### What this task involves:
Each line below needs to be printed again exactly.

### Given data:

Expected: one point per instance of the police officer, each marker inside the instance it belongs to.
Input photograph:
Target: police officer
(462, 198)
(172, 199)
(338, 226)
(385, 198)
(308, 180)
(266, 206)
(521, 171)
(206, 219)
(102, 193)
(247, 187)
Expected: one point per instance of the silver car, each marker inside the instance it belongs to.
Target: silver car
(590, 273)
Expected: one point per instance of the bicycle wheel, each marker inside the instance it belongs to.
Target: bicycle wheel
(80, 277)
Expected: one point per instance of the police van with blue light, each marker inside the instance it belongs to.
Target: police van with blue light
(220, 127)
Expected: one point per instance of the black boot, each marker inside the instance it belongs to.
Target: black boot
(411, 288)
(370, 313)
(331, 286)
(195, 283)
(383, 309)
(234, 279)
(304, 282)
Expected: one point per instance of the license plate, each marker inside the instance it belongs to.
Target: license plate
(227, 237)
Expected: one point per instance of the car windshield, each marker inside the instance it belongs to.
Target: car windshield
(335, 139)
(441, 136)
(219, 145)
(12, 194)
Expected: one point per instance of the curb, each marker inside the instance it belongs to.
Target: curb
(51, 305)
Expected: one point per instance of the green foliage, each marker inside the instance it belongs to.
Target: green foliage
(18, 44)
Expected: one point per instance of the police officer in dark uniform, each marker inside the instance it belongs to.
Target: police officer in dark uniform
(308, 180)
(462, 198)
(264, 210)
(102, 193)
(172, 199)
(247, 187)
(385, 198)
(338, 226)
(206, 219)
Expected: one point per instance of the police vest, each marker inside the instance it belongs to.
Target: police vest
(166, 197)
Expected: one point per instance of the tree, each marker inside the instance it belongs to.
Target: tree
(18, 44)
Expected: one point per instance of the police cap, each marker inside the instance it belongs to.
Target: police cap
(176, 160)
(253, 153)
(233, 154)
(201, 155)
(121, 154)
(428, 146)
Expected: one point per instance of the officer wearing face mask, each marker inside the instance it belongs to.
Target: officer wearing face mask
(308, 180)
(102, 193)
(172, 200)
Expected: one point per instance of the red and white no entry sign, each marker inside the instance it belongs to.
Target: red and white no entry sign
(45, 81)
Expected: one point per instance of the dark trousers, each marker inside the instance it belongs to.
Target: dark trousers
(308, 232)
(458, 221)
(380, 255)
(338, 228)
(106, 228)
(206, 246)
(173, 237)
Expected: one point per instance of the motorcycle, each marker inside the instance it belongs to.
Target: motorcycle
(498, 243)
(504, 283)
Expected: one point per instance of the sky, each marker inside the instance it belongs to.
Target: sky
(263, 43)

### Written answer:
Expected: one point per instance of the police officer, each marker inside the instance it belongs to.
Input photograph:
Target: police officer
(462, 198)
(172, 199)
(338, 226)
(385, 198)
(308, 180)
(266, 206)
(521, 171)
(206, 219)
(102, 193)
(247, 187)
Expected: one point per instance of the silver car, each marker inside the instance it belongs to.
Target: silver car
(590, 273)
Expected: one point per instance of the bicycle wheel, each marker inside the instance it belongs to.
Target: bicycle wheel
(80, 277)
Expected: one point per instance of the police van with blue light, each marker inside the instance it belongs to.
Target: police van with blue light
(220, 127)
Expected: one point per instance of the black boot, each marker inside the instance it belongs to.
Target: black boot
(411, 288)
(370, 313)
(331, 286)
(195, 283)
(383, 309)
(234, 279)
(304, 282)
Expected: one point per instance of the license plate, each marker inside the instance it belongs to.
Target: license plate
(227, 237)
Expected: one point per instance of the car windshield, each marker inside the instance it belongs to.
Target: car windshield
(335, 139)
(441, 136)
(219, 145)
(12, 194)
Expected: one point per instance of the curb, each marker inside the instance it belongs to.
Target: curb
(51, 305)
Expected: one point per instance of the green foliage, each marker inside the instance it belongs to.
Target: green foliage
(18, 44)
Expected: one point per instance of the police officer in dark uniform, each marker inside the instance it belongs to.
Target: police officer in dark uniform
(308, 180)
(462, 198)
(264, 210)
(102, 193)
(172, 199)
(247, 187)
(385, 198)
(338, 226)
(206, 219)
Expected: one point per instance of the police vest, each marker inside the instance it belongs to.
Target: police vest
(166, 197)
Expected: one point per instance of the tree, each marker inside the instance it belongs to.
Target: tree
(18, 44)
Expected: one point per instance of the police cap, each marker inside the instance it belongs to.
Target: police cap
(176, 160)
(253, 153)
(233, 154)
(201, 155)
(121, 154)
(428, 146)
Expected: one point per instance of the officer wearing face mask, each marker inside the instance it belongs to.
Target: officer wearing face mask
(308, 180)
(102, 193)
(172, 200)
Expected: one point per instance of the red and white no entry sign, each marker inside the instance it belongs to.
Target: red and white no entry sign
(45, 81)
Expected: one point per instance of the dark trousers, each marker inside the instance it belongs to.
Target: dark trousers
(308, 232)
(458, 221)
(380, 255)
(338, 228)
(106, 228)
(206, 246)
(173, 237)
Expected: one point per instance of the motorcycle, each marker inside the instance it belongs to.
Target: motorcycle
(498, 243)
(504, 283)
Expected: one point per instance of the sky, each marker inside the instance it belongs to.
Target: sky
(263, 43)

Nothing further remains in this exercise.